> [Problem set]:
1. In the thread on Lambert function integrals, what condition does the asker place on n in the last integral?
2. Carry on the thread on Lambert function integrals from the point where it stops.

=== Page ===

Another big list with integrals involving Lambert's function Omega,$\pi$,$e$ and others constants... Hi I would like to create another big list always with Lambert's function , but this time with the constant Omega and pi (don't mind if there is others constants as $e$) .I have :
$$\int_{1}^{e} \frac{\operatorname{W(x)}^π}{x} dx = \frac{(-\operatorname{W(1)}^π (π \operatorname{W(1)} + 1 + π) + 1 + 2 π)}{(π (1 + π))}≈0.483124$$
Another one is :
$$\int_{1}^{e} \frac{\operatorname{W(x)}^π}{x^{\pi}} dx = \frac{(\operatorname{W(1)}^{(π - 1)} ((π - 1) \operatorname{W(1)} + π) + e^{(1 - π)} (1 - 2 π))}{(π - 1)^2}≈0.146618$$
As you can see the result must be sober (relatively) and elegant .
A last but not the least :
$$\int_{}^{} \frac{\operatorname{W(x)}^{π^n}}{x^{\pi^n}} dx =  -\frac{(x^{(1 - π^n)} \operatorname{W(x)}^{(π^n - 1)} ((π^n - 1) \operatorname{W(x)} + π^n))}{(π^n - 1)^2} + \operatorname{constant}$$
Where $n\geq 1$ is a natural number .
So if you want help me to achieve this it would be cool .
Thanks a lot .
 A: $\require{begingroup} \begingroup$
$\def\e{\mathrm{e}}\def\W{\operatorname{W}}\def\Wp{\operatorname{W_0}}\def\Wm{\operatorname{W_{-1}}}$
This pair is pretty nice:
\begin{align} 
\int_0^1 t^{-\Omega}\,(-\Wp(-t\,\Omega^{\frac1\Omega}))^\Omega \,\rm dt
&=
\frac{1-\Omega^{2-\frac 1\Omega}}{(1-\Omega)^2}
\approx 0.67067
,\\
\int_0^1 t^{\Omega}\,(-\Wm(-t\,\Omega^{\frac1\Omega}))^{-\Omega} \,\rm dt
&=
\frac 1{(1+\Omega)^2}
\approx 0.407176
.

=== Dataset rows ===

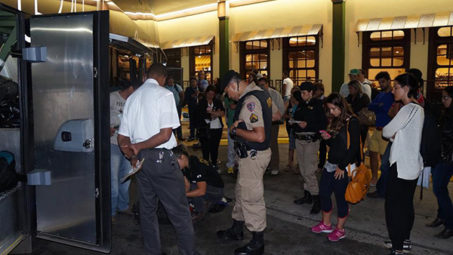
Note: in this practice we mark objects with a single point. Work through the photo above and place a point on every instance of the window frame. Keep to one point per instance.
(287, 49)
(244, 52)
(432, 92)
(193, 73)
(405, 43)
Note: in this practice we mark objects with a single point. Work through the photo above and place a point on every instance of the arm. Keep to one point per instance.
(199, 191)
(354, 146)
(399, 121)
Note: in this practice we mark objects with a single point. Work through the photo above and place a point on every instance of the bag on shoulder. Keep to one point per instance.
(366, 117)
(360, 178)
(8, 176)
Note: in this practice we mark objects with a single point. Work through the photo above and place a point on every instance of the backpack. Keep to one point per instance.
(8, 176)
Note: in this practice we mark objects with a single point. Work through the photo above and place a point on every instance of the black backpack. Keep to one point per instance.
(8, 176)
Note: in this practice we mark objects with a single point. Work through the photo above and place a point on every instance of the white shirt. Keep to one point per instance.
(148, 110)
(116, 111)
(407, 128)
(288, 83)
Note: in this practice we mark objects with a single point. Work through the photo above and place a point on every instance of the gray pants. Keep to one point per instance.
(161, 179)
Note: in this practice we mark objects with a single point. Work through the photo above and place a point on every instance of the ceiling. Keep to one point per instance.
(159, 6)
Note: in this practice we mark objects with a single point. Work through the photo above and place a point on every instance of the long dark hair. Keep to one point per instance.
(408, 79)
(336, 123)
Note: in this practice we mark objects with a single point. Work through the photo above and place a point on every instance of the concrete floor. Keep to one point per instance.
(288, 225)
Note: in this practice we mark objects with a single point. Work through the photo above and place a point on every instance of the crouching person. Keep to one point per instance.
(204, 186)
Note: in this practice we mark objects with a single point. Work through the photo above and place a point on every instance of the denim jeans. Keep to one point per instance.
(441, 177)
(120, 167)
(381, 185)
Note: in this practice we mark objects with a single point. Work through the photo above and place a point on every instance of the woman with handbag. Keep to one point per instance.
(406, 163)
(359, 102)
(343, 138)
(444, 169)
(211, 111)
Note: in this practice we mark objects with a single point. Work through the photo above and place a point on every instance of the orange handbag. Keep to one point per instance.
(360, 178)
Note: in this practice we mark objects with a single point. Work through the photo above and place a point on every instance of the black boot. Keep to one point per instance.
(254, 247)
(316, 205)
(306, 199)
(234, 233)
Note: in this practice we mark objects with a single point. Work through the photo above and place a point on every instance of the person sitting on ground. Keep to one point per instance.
(204, 186)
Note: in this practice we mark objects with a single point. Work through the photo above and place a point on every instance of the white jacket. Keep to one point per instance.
(405, 130)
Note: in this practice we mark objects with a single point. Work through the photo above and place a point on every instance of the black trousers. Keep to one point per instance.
(161, 179)
(210, 144)
(399, 208)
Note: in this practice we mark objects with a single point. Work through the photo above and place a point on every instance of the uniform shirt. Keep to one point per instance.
(148, 110)
(116, 111)
(288, 83)
(251, 112)
(313, 113)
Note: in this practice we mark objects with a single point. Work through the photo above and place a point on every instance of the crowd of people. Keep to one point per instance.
(326, 133)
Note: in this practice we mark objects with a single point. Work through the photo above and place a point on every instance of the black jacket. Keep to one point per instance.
(339, 153)
(313, 113)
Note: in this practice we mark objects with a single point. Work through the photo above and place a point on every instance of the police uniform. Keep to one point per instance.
(307, 142)
(250, 206)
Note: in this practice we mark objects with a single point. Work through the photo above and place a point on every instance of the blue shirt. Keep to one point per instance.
(381, 106)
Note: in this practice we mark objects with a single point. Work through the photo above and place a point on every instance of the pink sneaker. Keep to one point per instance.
(336, 235)
(321, 228)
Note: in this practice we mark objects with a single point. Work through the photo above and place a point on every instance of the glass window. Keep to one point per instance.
(254, 56)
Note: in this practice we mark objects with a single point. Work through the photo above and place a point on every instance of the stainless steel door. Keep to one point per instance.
(70, 92)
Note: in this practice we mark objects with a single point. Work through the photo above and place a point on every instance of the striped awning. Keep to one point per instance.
(278, 33)
(406, 22)
(189, 42)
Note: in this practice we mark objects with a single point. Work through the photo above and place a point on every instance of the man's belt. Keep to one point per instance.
(307, 137)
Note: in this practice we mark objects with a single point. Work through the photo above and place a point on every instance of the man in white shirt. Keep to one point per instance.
(287, 87)
(146, 133)
(119, 164)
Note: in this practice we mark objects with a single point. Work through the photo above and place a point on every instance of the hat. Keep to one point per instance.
(354, 71)
(306, 85)
(226, 78)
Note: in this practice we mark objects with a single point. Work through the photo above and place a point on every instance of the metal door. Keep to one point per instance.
(71, 128)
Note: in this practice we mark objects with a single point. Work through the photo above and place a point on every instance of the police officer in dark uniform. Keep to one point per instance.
(251, 131)
(309, 119)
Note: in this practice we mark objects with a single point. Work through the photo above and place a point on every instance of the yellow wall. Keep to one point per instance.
(368, 9)
(190, 27)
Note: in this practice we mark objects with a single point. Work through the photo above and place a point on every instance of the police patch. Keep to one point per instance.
(253, 118)
(251, 106)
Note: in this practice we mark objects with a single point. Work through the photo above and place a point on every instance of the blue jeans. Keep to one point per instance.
(120, 167)
(441, 177)
(381, 185)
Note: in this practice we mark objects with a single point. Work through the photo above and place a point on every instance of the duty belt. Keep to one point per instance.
(307, 137)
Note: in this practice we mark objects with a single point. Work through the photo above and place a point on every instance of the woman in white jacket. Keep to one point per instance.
(405, 133)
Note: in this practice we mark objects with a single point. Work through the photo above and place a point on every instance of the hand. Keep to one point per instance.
(235, 124)
(339, 174)
(303, 124)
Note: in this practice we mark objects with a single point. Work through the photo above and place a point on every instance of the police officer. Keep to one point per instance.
(309, 119)
(251, 131)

===

> [In response]:
1. n must be a natural number with n ≥ 1.

2.
\end{align}
\begin{align} 
\int_0^1 t^{-1/\Omega}\,(-\Wp(-t\,\Omega^{\frac1\Omega}))^{1/\Omega} \,\rm dt
&=
\frac{\Omega^2-\Omega^{(\Omega^2-\Omega+1)/\Omega^2}}
{(\Omega-1)^2}
\approx 0.305665869
,\\
\int_0^1 t^{1/\Omega}\,(-\Wm(-t\,\Omega^{\frac1\Omega}))^{-1/\Omega} \,\rm dt
&=
\frac{\Omega^2}{(\Omega+1)^2}
\approx 0.1309689
\end{align}
$\endgroup$
A: $\require{begingroup} \begingroup$
$\def\e{\mathrm{e}}\def\W{\operatorname{W}}\def\Wp{\operatorname{W_0}}\def\Wm{\operatorname{W_{-1}}}\def\Catalan{\mathsf{Catalan}}$
One more example, this time with the Catalan's constant:
\begin{align}
\int_0^{\Wp(\tfrac1\e)}
\frac{\sqrt{-\Wm(-t\exp(t))}-\sqrt{-\Wp(-t\exp(t))}}{2\sqrt{t}}
\, dt
&=\Catalan
\approx 0.9159655941772190
.
\end{align}
Or, in other somewhat elegant form,
\begin{align}
\int_0^1
\frac{\sqrt{-\Wm(-t/\e)}-
\sqrt{-\Wp(-t/\e)}}{
2t\left( 
\frac{\sqrt{\Wp(t/\e)}}1+\frac 1{\sqrt{\Wp(t/\e)}} 
\right)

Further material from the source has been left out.